North London is where the Cypriot community flourished. This was old school of a different kind with second and third generation youngsters driving lowered cars with music blasting through the speakers.

London Greek Radio still has its studios up in North London and I SWEAR TO GOD, they used to have a show called “Fellow émigrés who left us” where listeners could commemorate their dead loved ones. I was FASCINATED by this show as the format was also like a tiny history of the Cypriot community in London. It was always something like “Our fellow émigré Androula Kyprou has departed this vale of tears on the 21st of February after a battle with a long illness. She leaves behind her husband of 60 years, Pampos Kyprou, her daugher Chrystalla, her son in law Kostas, her son Andros, his wife Polla, her grandson Melis and his wife Samantha”. Did you see it? As the generations changed, someone from another culture always married into the family.

You might think I’m making fun but I am decidedly not. The people who can afford to make fun at that stuff are the people who came to London recently and are spoiled by the abundance of Greek coffee shops, restaurants, souvlaki places and delis – all the result of the Greek financial crisis, pushing people abroad. Greece’s loss was our gain, I’ve eaten spectacular Greek food in London (at Mazi if you must know) and even 20 years ago that would have been unheard of.

The pre-existing diaspora community maintained a core of Greek and Cypriot places for the decades that preceded the nouveaux Greeks descending into London poo-pooing on the North London churches or the incredibly yummy koupes in the Cypriot delis. And for all the pretentiousness that I know for a fact I had (possibly still have) I’ve found so much support in all the Greek and Cypriot old school places, when I missed something from the old homeland.

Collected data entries
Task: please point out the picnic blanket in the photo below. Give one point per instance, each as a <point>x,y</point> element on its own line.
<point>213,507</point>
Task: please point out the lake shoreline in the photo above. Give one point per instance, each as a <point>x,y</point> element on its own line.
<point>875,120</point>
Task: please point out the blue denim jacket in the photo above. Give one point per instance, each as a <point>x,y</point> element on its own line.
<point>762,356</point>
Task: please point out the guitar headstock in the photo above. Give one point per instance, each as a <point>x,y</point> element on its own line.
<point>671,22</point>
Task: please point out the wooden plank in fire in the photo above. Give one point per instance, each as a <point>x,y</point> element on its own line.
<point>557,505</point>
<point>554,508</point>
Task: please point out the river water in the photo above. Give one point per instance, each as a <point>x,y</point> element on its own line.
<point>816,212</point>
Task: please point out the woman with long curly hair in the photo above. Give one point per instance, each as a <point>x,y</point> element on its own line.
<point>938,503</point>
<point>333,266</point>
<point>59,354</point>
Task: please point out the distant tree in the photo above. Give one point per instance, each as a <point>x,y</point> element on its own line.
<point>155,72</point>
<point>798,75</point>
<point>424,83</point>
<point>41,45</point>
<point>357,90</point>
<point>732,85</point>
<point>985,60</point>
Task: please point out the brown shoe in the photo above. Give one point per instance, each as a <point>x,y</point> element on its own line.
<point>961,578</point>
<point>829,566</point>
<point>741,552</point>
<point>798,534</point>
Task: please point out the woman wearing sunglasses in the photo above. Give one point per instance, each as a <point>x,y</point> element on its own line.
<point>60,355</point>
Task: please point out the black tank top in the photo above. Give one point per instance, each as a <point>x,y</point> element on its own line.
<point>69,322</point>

### [EXERCISE REQUIREMENTS]
- 1) According to the text about London's Greek and Cypriot community, what was the name of the London Greek Radio show in which listeners commemorated their dead loved ones?
- 2) Continue the text about London's Greek and Cypriot community, beginning after its last sentence.

### [RESULTS FOR THE EXERCISE]
- 1) "Fellow émigrés who left us"

- 2)
One of the most legendary underground haunts was Jimmy’s in Soho – now long gone and honestly missed by a huge part of the Greek London population. Jimmy’s was accessed through a tiny door, you then had to descend to what felt like the bowels of the earth and you were then in a basement fulls of arches – the most surefire way to know you were somewhere close to the Lady Door. At about one in the morning – AFTER THE SMOKING BAN – they locked the door upstairs and everyone would light up their cigarettes and their… not cigarettes. Two men played bouzouki and guitar, smoking and drinking non stop, inserting their own lyrics into popular songs. They had this waitress called Sofia, average height, slim and always bustling up and down. They would always call her to sing the song about a waitress and she did so matter of factly with one of the best Greek folk voices I have ever heard.

But that’s another story. And this one is about a hot summer – so hot that I had taken off my tights and I was wearing my green slingbacks. I was single and I seem to recall that I liked someone – the infatuation filling me with that whizz pop bang that infatuations tend to. I met my friends at a pub and then we proceeded to Freud for the legendary cocktails, this being a favourite Greek haunt mainly due to the cocktails and the ease with which you could meet people. I think that was the evening the huge Jamaican Mule slipped from my hand and smashed on the floor scraping my legs, tiny beads of blood gently blooming.

Later, much later, we went to Elysée which was half empty – this being the summer holidays and the Greek university students being back home. This is a place for smashing plates – you understand but that night I refrained and instead danced on the table. I still recall that I felt giddy and excited and impulsive. I’ve made my biggest mistakes in this state but I’ve also gotten by best stories.

At the end of the night I took a taxi home – this being a time of better income – and I smoked one cigarette before going to bed.

Looking back, there have always been these explosive moments in London. And you have to wonder… would it have been possible to thrive here without them?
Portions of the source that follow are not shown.